Texte du document:
^^^^

Une attention particulière a également été accordée aux églises détruites : "Les dirigeants musulmans ont appelé la violence contre les églises par son nom, à savoir la profanation et le blasphème, notant que le prophète Mahomet condamne toute violence contre les symboles religieux. Ils nous aideront à reconstruire, avec les institutions civiles, comme le fait rapidement le gouvernement du Pendjab pour les églises détruites à Jaranwala".
L'archevêque de Lahore apprécie également les paroles et les actions des membres des partis politiques islamiques, comme le sénateur Siraj ul-Haq, chef du Jamaat-e-Islami (JI) pakistanais, le principal parti religieux du pays : l'organisation d'aide sociale affiliée au JI, la Fondation Al-Khidmat, s'est engagée à aider à reconstruire les maisons chrétiennes endommagées.
Mgr Shaw note : "Tant dans les premières heures qui ont suivi les événements que lors d'une réunion tenue aujourd'hui, 25 août, le sénateur Siraj-ul-Haq, exprimant son amertume, a souligné que le fait d'incendier des églises et des maisons en réponse à un cas de blasphème présumé est contraire aux enseignements de l'islam. Il a souligné que son parti, la JI, croit aux principes du respect de l'humanité, de la tolérance et de la coexistence pacifique, et exige que les auteurs de ces violences soient punis conformément à la loi.
Le parti islamique JI a annoncé qu'il convoquerait une convention nationale en septembre, incluant les minorités religieuses du Pakistan, pour faire avancer l'initiative de la "Caravane de la paix", soulignant que "le Pakistan appartient à tous ses citoyens, qui vivront ensemble et protégeront la vie et les biens de chacun. Nous voulons faire passer le message que le Pakistan est la patrie de toutes les religions et que son avenir prospère dépend de la paix. Quiconque détruit la paix dans le pays est un ennemi de la nation", a déclaré Siraj-ul-Haq. Le dirigeant a également préconisé, au niveau politique, la création d'une commission nationale chargée des affaires des minorités, dans le but de sauvegarder les droits des hindous, des chrétiens, des sikhs et d'autres groupes religieux.

^^^^

(Entrées de données enregistrées)

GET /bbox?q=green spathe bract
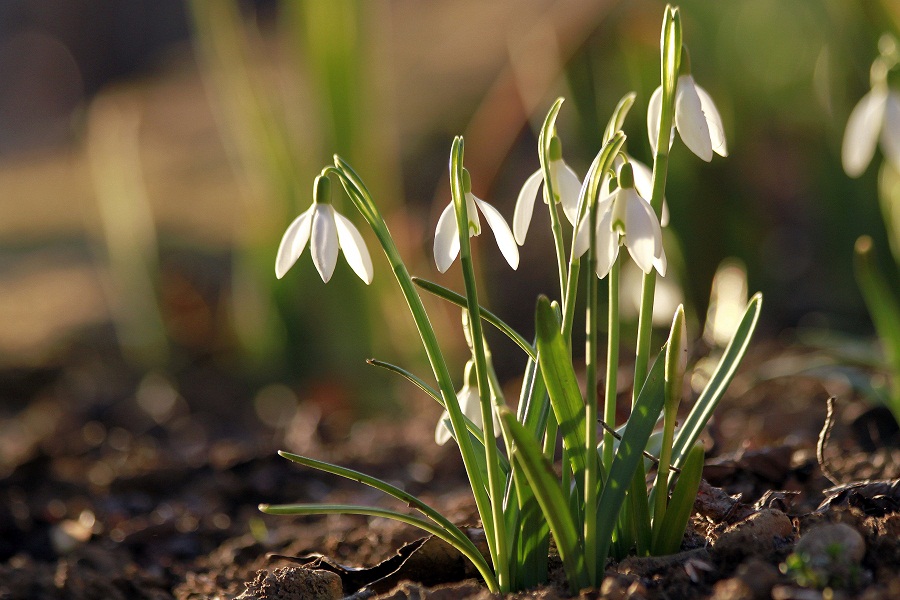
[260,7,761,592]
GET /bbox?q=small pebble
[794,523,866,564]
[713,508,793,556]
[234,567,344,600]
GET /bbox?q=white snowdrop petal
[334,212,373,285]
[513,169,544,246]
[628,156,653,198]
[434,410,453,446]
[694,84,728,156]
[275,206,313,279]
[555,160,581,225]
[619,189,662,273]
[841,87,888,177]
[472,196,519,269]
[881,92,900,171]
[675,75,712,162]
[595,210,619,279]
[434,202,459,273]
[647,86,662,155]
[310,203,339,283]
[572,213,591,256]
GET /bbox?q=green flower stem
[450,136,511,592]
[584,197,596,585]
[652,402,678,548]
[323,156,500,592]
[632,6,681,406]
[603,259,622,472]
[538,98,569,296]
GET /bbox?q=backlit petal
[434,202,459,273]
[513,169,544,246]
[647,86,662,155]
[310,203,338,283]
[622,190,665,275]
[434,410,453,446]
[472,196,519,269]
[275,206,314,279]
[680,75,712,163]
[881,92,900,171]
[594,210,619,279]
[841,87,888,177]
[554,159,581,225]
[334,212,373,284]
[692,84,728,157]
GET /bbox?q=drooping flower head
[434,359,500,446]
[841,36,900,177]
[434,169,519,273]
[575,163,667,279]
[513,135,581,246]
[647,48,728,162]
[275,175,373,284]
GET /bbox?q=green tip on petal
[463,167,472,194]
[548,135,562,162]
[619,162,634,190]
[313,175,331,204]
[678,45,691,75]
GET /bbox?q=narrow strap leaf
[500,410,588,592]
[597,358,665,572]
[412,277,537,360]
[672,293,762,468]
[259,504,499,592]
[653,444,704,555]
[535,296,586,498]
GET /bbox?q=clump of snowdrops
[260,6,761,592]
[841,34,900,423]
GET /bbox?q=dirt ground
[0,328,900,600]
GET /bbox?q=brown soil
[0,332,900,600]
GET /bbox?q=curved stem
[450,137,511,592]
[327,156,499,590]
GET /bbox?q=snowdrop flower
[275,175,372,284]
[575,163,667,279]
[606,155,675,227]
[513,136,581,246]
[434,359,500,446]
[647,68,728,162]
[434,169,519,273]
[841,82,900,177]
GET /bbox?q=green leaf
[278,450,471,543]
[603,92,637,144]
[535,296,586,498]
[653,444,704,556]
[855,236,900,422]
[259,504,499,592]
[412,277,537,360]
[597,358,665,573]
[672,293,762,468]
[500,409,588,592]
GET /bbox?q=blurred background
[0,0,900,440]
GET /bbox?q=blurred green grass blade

^^^^

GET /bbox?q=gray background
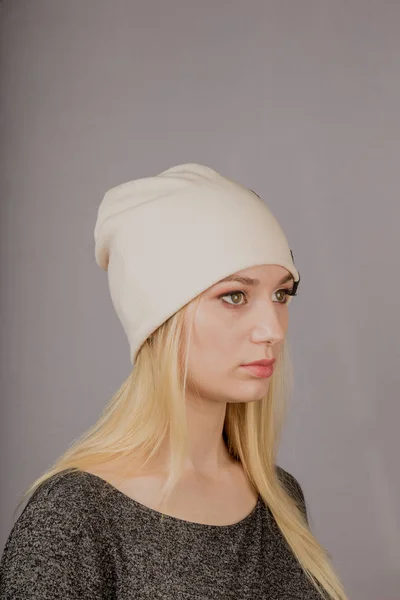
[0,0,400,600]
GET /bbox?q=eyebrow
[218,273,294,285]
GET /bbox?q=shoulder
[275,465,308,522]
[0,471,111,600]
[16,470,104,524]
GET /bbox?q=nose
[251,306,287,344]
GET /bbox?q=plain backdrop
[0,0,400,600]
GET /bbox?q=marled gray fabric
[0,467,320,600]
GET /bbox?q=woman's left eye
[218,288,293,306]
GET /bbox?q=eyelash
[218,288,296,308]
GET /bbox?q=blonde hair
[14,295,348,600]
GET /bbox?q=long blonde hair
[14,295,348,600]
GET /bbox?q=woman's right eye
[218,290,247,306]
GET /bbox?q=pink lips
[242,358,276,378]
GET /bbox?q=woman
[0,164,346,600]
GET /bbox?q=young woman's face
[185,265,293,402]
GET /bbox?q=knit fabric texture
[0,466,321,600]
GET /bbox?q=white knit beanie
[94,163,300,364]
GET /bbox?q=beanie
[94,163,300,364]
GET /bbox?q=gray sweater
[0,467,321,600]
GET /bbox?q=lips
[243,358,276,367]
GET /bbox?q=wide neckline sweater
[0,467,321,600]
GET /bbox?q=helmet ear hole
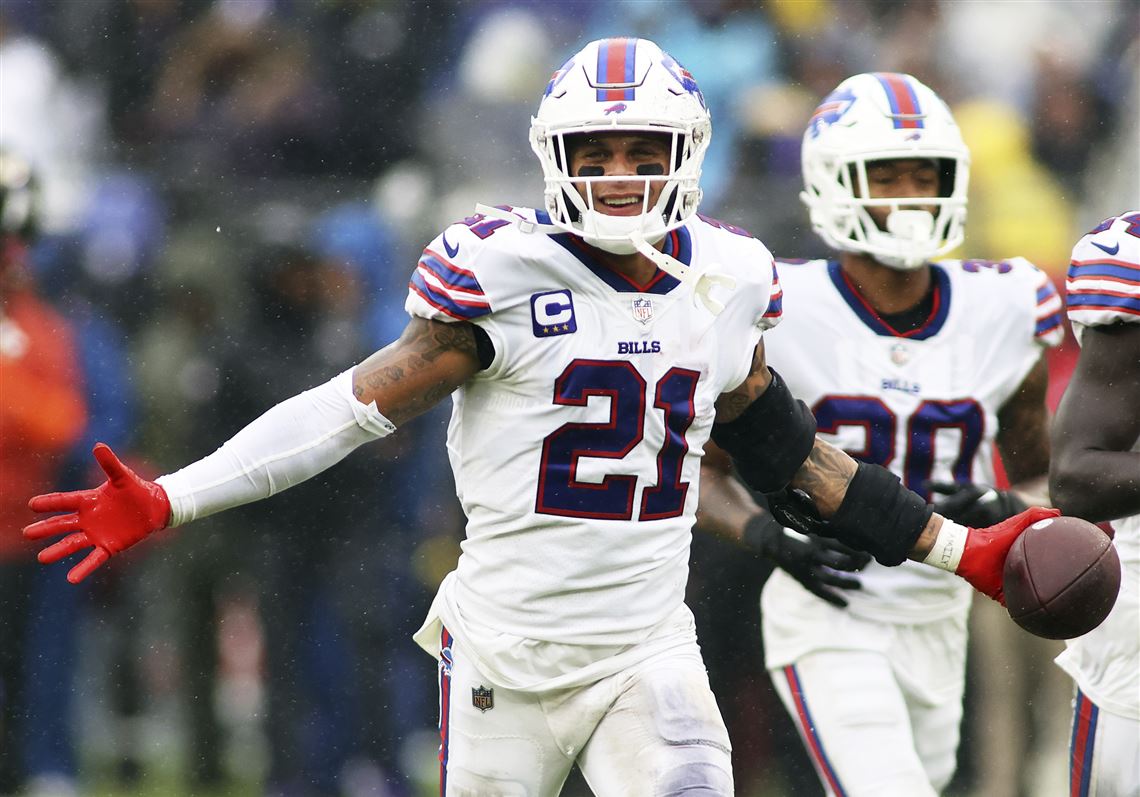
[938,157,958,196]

^^^^

Explorer le contenu:
1/ D'après le texte sur les églises détruites au Pakistan, quelle organisation affiliée au JI s'est engagée à aider à reconstruire les maisons chrétiennes endommagées ?
2/ Recopiez le passage du texte sur les églises détruites au Pakistan compris entre « Une attention particulière » et « maisons chrétiennes endommagées. », ces deux extrémités incluses.

Résultats:
1/ La Fondation Al-Khidmat.

2/
Une attention particulière a également été accordée aux églises détruites : "Les dirigeants musulmans ont appelé la violence contre les églises par son nom, à savoir la profanation et le blasphème, notant que le prophète Mahomet condamne toute violence contre les symboles religieux. Ils nous aideront à reconstruire, avec les institutions civiles, comme le fait rapidement le gouvernement du Pendjab pour les églises détruites à Jaranwala".
L'archevêque de Lahore apprécie également les paroles et les actions des membres des partis politiques islamiques, comme le sénateur Siraj ul-Haq, chef du Jamaat-e-Islami (JI) pakistanais, le principal parti religieux du pays : l'organisation d'aide sociale affiliée au JI, la Fondation Al-Khidmat, s'est engagée à aider à reconstruire les maisons chrétiennes endommagées.